● DOCUMENT EXCERPT:
────────────────────
AUSTIN, Texas -- The U.S. Department of Education has launched an investigation into links between the University of Texas System and a Chinese laboratory in Wuhan that has been scrutinized as a potential source of the worldwide coronavirus pandemic, The Wall Street Journal reported on Saturday.
The Journal said the probe is part of a broader Education Department examination into possible faulty financial disclosures involving foreign entities by the Texas university system. In particular, department officials have cast doubt on whether the UT System has fully reported its relationship with several Chinese entities including the ruling Chinese Communist Party.
Among other things, U.S. officials are seeking records related to UT's dealings with the Chinese government-run Wuhan Institute of Virology and its researcher Shi Zhengli, known for her work on bats, The Journal indicated.
The federal agency's lawyers, in a letter sent to UT chancellor James Milliken, specifically seek details on interactions between the Galveston National Laboratory, a high-security infectious disease research facility operated by UT's medical branch, and the maximum biocontainment lab at the Wuhan Institute.
A 2018 Science Magazine article featured on the UT Medical Branch website touts the two labs having "formal cooperative agreements that will streamline future scientific and operational collaborations on dangerous pathogens."
The U.S. intelligence community has been looking into whether the deadly novel coronavirus originated in the Wuhan lab. President Donald Trump this past week had claimed to have seen evidence that the Wuhan lab was involved in the virus' spread.
────────────────────
● PROVIDED RECORDS:
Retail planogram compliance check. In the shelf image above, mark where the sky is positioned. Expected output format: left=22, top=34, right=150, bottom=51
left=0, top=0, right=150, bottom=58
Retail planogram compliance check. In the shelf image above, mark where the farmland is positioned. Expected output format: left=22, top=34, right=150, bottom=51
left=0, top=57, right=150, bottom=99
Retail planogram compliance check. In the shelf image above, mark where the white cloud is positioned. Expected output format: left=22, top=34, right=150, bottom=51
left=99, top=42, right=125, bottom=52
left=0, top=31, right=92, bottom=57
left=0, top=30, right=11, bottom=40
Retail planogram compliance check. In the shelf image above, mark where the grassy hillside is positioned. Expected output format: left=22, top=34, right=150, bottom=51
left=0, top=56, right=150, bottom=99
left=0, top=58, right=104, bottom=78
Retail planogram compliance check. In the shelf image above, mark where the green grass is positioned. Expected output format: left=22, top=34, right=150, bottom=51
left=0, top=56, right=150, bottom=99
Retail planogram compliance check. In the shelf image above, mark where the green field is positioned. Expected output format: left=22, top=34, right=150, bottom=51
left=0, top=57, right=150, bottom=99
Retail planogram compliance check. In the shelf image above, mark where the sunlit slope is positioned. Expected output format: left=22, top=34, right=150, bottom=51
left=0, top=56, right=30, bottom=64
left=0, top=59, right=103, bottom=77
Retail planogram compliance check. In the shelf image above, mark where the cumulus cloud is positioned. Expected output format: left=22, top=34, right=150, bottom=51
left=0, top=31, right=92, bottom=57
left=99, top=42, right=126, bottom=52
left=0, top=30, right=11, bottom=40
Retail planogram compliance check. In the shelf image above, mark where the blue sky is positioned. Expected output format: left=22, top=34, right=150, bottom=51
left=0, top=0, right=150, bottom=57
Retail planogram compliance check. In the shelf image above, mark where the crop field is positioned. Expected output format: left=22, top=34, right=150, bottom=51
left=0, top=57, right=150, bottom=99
────────────────────
● EXERCISE: Return the part of the news article about the Education Department probe from "The Journal said" to "The Journal indicated.", copied word for word. The records have nothing to do with the news article and stand on their own.

● EXERCISE ANSWER:
The Journal said the probe is part of a broader Education Department examination into possible faulty financial disclosures involving foreign entities by the Texas university system. In particular, department officials have cast doubt on whether the UT System has fully reported its relationship with several Chinese entities including the ruling Chinese Communist Party.
Among other things, U.S. officials are seeking records related to UT's dealings with the Chinese government-run Wuhan Institute of Virology and its researcher Shi Zhengli, known for her work on bats, The Journal indicated.